**WORK TASK:** From the entries, copy every line that carries the string "positive".

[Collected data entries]
+ + + + +

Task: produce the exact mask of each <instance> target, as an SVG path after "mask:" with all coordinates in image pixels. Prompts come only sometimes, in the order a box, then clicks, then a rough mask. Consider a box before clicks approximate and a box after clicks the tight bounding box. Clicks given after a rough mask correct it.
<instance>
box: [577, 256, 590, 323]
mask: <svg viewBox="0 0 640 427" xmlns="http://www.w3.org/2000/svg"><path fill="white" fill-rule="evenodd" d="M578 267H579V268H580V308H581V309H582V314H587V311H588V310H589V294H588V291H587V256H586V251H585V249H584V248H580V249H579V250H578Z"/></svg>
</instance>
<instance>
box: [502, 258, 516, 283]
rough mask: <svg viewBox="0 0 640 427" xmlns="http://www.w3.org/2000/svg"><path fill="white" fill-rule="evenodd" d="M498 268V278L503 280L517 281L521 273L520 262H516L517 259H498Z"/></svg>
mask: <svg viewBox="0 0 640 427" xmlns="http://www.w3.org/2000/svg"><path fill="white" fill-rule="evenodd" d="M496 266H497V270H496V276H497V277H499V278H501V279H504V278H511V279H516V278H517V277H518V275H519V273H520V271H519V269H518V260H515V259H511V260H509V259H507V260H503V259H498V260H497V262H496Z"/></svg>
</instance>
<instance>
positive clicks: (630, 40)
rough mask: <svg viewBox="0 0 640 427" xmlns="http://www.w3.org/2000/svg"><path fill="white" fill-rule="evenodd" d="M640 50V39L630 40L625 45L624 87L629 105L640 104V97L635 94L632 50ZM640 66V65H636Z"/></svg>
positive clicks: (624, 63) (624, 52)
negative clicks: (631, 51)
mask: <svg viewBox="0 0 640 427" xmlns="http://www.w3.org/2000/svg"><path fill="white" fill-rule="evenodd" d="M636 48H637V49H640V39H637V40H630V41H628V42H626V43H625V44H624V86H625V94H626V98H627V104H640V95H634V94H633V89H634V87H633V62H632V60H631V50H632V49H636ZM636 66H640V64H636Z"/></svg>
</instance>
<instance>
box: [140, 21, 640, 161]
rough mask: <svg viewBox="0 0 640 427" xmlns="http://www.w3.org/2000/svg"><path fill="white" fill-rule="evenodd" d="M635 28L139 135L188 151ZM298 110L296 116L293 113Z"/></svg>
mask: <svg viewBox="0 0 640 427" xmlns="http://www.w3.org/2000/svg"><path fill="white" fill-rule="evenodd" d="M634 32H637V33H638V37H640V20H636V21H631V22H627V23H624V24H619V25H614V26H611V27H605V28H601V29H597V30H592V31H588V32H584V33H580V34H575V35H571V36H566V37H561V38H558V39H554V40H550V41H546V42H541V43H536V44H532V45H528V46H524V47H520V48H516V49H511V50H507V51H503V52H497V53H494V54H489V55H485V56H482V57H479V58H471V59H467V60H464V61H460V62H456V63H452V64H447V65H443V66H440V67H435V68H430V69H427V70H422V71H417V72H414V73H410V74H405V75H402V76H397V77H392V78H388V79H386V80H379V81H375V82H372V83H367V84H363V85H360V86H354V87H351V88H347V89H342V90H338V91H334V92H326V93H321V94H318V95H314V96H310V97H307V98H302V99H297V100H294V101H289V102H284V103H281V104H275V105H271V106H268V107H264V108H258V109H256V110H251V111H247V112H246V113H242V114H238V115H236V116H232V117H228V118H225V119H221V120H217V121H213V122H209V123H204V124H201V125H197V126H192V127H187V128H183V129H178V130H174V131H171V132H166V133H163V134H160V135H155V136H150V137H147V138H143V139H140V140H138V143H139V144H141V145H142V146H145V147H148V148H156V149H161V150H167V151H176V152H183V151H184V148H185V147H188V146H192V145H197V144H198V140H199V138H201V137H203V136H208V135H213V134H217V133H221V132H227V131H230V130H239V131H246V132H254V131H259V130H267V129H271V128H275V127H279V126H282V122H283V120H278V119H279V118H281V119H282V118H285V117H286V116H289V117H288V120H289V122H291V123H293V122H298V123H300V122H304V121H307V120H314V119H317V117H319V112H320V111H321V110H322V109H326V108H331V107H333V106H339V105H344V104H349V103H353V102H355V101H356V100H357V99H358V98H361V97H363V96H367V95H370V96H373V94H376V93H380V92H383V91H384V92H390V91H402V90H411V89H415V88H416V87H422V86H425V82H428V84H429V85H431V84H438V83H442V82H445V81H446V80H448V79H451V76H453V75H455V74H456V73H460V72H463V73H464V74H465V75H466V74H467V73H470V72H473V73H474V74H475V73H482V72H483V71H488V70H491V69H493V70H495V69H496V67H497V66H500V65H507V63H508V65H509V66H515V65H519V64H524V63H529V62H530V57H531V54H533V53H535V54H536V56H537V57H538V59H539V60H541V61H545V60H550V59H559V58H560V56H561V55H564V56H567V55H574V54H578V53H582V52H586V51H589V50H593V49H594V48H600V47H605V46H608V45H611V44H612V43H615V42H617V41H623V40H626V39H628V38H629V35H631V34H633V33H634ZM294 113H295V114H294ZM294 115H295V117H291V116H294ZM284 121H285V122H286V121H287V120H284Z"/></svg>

+ + + + +

**WRITTEN REPLY:**
positive clicks: (630, 40)
positive clicks: (624, 63) (624, 52)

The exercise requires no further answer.